**How to complete this task:** Convert the entries from their first line through the line containing "positive clicks: (13, 217)", inclusive, into a JSON list of strings with one string per line and any blank lines omitted.

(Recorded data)
--*--

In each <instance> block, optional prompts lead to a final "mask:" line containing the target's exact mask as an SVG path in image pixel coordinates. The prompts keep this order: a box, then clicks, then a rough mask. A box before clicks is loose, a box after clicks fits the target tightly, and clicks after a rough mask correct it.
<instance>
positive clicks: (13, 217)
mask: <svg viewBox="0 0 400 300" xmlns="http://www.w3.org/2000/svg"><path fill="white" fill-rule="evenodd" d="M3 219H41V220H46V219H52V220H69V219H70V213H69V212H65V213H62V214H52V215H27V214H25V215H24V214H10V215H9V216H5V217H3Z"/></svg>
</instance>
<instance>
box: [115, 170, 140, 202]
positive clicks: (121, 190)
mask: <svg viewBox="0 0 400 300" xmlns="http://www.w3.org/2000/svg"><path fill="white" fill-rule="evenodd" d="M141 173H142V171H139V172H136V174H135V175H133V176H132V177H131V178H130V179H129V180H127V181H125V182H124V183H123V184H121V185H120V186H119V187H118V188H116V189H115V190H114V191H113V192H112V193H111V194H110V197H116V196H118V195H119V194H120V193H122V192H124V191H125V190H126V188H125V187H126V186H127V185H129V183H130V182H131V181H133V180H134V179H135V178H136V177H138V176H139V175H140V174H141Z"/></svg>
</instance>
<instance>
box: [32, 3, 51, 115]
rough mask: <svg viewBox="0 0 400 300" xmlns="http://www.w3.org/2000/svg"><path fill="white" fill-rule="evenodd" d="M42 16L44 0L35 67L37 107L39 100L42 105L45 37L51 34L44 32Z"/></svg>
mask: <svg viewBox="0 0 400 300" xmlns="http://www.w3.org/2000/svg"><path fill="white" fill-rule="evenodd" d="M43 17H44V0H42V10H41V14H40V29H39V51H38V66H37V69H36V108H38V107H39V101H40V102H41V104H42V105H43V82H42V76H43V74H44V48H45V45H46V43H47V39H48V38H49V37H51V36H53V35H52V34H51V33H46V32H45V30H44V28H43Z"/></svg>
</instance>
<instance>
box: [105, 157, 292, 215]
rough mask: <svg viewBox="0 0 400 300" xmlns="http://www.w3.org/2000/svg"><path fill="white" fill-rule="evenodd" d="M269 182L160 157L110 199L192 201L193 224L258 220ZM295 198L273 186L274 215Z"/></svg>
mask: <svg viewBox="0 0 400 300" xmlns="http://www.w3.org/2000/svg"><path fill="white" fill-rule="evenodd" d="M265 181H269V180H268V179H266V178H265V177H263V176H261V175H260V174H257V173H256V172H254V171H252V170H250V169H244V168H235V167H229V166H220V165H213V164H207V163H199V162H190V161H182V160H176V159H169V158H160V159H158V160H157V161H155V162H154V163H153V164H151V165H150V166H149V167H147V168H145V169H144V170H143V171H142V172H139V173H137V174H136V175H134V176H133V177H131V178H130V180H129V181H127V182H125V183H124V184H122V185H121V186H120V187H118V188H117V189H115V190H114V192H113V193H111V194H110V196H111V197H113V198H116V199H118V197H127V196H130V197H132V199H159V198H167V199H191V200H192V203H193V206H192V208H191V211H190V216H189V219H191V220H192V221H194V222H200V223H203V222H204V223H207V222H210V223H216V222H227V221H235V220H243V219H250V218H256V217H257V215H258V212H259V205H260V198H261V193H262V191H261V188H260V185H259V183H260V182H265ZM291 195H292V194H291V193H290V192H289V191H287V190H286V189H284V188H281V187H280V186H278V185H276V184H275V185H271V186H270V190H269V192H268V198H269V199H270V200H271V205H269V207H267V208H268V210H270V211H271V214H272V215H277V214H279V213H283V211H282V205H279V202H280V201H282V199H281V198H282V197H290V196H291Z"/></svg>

--*--

**Finished task:**
[
  "In each <instance> block, optional prompts lead to a final \"mask:\" line containing the target's exact mask as an SVG path in image pixel coordinates. The prompts keep this order: a box, then clicks, then a rough mask. A box before clicks is loose, a box after clicks fits the target tightly, and clicks after a rough mask correct it.",
  "<instance>",
  "positive clicks: (13, 217)"
]